SET TASKS:
1. Answer each question using the text mining guide.
(a) Which library's collection does the guide use as its sample corpus, and what is that collection called?
(b) What folder path leads to the texts inside the saved collection?
(c) On Windows 8 or 10, which menu bar item leads to "Select All"?
2. Using the text mining guide, list every file format it says Voyant accepts for uploading your own collection.
3. Write the next part of the text mining guide, continuing in the same instructional style after its final sentence.

DOCUMENT SEGMENT:

────────────────

LibGuides: Digital Scholarship Resources: Text Mining

About this guide

Text mining is a useful methodology to explore large texts or collections of texts. This guide is in development -- and I'll continue to update it. Please reach out if you'd like help in this area.

Voyant

Voyant is a web-based text reading and analysis environment. It has sample corpora and you can upload your own collection in a variety of formats, including plain text, HTML, XML, PDF, RTF, and MS Word.

To try one sample for the purposes of this guide, we'll use the University of North Carolina library's North American Slave Narrative Collection.

Go to Voyant Tools

Upload your corpus. Navigate to the location you’ve saved the North American Slave Narrative Collection. For many of you, this will be your desktop. Go to na-slave-narratives > data > texts. Then select all texts. For many operating systems, you can select all texts by clicking ⌘ A on a Mac). For Windows 8 or 10, click “Edit” in the menu bar at the top of the window, and click “Select All” on the drop-down menu. Click “Open” on in the lower right-hand corner.

Analyze the visualizations

You should see three visualizations on your screen.

────────────────

Entries from a pointing dataset:

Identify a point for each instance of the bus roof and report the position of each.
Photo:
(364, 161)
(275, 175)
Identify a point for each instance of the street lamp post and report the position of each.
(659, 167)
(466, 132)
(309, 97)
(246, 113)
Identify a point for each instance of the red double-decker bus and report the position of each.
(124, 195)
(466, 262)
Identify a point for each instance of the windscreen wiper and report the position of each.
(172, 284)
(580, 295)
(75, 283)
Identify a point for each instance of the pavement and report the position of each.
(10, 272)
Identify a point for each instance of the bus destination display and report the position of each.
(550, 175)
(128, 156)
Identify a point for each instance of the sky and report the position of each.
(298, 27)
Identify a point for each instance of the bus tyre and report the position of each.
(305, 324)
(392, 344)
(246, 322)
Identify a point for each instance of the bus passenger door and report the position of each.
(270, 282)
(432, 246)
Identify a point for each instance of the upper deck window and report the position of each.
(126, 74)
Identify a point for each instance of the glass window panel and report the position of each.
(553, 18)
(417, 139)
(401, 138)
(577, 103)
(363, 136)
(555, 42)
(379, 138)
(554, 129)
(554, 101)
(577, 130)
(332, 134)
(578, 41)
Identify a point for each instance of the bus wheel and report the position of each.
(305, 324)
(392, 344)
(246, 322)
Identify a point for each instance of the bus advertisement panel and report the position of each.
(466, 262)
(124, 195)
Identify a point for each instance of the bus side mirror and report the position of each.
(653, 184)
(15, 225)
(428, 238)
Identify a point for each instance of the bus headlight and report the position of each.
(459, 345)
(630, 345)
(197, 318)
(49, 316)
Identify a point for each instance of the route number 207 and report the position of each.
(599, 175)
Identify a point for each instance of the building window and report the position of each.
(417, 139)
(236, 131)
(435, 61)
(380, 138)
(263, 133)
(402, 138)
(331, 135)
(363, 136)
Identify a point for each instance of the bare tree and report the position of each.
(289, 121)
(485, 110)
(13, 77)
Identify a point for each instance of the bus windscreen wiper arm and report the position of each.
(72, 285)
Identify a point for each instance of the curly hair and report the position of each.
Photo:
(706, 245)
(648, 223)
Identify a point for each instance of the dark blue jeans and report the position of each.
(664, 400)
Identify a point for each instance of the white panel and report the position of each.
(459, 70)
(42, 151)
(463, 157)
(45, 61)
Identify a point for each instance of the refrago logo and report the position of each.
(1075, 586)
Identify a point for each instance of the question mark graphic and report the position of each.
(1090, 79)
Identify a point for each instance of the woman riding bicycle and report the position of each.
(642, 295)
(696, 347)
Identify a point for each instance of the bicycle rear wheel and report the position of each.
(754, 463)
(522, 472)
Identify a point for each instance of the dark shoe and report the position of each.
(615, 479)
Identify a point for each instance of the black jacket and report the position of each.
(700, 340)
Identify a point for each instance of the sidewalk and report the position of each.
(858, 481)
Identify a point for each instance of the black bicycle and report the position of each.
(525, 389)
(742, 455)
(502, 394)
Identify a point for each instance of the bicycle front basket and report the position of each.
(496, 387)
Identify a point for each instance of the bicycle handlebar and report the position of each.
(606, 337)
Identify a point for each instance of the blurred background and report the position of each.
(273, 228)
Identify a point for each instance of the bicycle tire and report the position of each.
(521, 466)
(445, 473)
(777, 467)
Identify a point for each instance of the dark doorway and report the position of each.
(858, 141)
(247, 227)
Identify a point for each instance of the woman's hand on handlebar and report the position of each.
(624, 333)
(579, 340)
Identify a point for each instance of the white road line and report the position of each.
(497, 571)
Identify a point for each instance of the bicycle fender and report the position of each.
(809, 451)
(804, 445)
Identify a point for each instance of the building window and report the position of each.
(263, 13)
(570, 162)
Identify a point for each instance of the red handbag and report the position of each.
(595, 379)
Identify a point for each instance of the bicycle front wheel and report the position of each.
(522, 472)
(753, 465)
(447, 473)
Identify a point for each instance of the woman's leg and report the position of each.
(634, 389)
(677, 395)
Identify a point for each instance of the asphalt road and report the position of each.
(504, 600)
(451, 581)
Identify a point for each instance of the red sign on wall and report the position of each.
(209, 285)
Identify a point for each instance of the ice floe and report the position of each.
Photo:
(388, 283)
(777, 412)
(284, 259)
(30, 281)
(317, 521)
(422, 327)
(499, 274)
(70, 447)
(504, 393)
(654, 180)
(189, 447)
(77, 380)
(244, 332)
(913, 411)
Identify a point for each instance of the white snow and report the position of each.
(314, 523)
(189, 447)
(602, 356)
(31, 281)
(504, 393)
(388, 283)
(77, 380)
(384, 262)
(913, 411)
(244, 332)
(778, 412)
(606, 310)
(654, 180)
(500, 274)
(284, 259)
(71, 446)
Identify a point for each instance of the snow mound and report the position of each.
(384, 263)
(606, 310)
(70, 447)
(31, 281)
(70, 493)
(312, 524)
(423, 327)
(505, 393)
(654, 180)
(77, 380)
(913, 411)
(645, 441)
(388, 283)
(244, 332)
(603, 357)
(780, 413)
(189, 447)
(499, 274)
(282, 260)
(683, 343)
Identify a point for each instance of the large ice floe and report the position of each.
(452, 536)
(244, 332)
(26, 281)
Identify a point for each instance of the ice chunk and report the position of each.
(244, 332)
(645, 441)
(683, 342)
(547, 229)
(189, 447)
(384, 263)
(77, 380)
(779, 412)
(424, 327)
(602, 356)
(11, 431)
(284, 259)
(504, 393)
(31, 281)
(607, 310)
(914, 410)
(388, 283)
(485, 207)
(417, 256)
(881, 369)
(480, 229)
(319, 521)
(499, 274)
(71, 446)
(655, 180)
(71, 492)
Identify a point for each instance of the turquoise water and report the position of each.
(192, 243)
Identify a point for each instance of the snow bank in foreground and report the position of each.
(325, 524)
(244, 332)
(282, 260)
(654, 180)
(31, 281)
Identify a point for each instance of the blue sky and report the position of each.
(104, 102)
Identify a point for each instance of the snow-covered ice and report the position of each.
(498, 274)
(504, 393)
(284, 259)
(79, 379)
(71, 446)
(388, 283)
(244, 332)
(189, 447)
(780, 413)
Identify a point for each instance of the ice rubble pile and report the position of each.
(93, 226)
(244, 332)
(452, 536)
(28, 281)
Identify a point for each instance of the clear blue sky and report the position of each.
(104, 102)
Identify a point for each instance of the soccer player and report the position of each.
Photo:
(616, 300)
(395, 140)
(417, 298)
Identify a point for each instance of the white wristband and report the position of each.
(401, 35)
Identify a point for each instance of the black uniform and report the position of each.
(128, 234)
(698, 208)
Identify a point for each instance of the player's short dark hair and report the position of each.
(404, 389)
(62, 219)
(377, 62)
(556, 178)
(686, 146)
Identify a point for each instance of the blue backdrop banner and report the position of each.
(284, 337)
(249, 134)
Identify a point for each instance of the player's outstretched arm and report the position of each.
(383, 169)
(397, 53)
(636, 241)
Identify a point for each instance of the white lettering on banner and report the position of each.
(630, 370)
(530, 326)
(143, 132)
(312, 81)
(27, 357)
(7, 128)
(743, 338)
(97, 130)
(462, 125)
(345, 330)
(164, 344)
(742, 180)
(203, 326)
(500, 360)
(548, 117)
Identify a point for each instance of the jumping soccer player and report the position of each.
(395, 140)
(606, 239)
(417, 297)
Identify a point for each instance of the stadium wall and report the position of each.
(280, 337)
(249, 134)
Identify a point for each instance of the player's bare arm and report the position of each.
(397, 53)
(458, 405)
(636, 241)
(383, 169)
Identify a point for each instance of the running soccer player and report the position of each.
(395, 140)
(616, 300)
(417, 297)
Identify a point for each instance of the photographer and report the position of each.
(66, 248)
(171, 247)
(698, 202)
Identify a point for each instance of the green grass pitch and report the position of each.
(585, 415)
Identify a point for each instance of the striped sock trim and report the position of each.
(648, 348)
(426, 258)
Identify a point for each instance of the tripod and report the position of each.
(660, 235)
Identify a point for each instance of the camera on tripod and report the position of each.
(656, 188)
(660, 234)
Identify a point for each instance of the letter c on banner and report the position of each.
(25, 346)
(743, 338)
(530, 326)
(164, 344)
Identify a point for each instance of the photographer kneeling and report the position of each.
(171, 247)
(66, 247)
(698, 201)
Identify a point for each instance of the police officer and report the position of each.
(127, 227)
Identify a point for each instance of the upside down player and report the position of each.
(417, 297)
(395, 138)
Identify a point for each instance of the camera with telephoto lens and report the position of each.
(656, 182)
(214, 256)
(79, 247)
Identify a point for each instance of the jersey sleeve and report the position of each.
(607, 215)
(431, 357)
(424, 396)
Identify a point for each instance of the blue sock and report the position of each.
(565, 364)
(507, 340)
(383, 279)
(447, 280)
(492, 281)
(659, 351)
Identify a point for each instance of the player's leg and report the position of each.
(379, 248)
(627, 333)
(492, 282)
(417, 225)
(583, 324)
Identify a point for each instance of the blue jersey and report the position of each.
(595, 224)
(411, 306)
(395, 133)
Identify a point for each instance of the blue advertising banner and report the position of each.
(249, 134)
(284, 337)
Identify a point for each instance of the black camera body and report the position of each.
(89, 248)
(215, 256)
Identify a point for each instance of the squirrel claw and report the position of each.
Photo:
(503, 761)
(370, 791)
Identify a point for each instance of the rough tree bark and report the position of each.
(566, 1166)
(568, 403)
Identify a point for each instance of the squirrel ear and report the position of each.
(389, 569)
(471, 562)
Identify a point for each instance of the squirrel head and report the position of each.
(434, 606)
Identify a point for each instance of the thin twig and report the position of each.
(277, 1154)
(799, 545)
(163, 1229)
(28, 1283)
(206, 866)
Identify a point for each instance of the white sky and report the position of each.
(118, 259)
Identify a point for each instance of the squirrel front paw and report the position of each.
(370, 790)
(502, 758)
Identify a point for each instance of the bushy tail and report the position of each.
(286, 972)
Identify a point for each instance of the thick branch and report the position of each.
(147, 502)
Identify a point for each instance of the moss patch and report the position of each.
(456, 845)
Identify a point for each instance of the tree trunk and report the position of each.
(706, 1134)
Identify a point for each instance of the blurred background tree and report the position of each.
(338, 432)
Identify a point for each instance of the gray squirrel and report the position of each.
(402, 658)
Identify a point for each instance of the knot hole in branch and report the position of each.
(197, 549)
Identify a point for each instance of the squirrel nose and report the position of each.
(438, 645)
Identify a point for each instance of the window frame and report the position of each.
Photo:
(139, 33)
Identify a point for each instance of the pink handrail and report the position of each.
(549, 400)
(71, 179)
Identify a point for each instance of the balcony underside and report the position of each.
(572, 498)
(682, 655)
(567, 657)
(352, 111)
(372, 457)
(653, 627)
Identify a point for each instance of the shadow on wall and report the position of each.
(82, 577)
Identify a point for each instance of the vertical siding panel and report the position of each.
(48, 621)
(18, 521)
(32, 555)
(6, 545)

────────────────

ANSWERS TO EACH TASK:
1.
(a) The University of North Carolina library's North American Slave Narrative Collection.
(b) na-slave-narratives > data > texts
(c) "Edit"

2. plain text, HTML, XML, PDF, RTF, MS Word

3.
Cirrus: a word cloud that displays the highest frequency terms – the larger the term, the more frequent it is. Hover over a word to see additional information.
Summary: Basic information about the text, including the number of words, the length of documents, vocabulary density, and distinctive words for each document.
Corpus Reader: This allows you to read the text(s) in the collection – more text will appear as you scroll. You can hover over words to view their frequency and click to see more information.

When you click on a word in the Cirrus word cloud, you'll then see that the graph to your right hand side changes to that specific word. You'll be able to see each individual text file in the "Corpus (Documents)" section and find the relative frequency of the word you've chosen in each of the documents. You'll see a keyword in context view on the bottom left hand size that tells you the words that come before and after your query. The reader view in the middle of your page offers a view of the full text of a given document.

Voyant has a lot of great documentation on its site. Also, please see this helpful tutorial by Miriam Posner.

AntConc

Laurence Anthony’s Antconc is a freeware concordance program for Windows, Mac, and Linux. Download: http://www.laurenceanthony.net/software/antconc/. Antconc works on plain text files with the file appendix .txt. This section offers some basic information about the tool. If you're interested in using the tool for your research, please feel free to schedule an appointment with me and we can cover the ins and outs of the tool.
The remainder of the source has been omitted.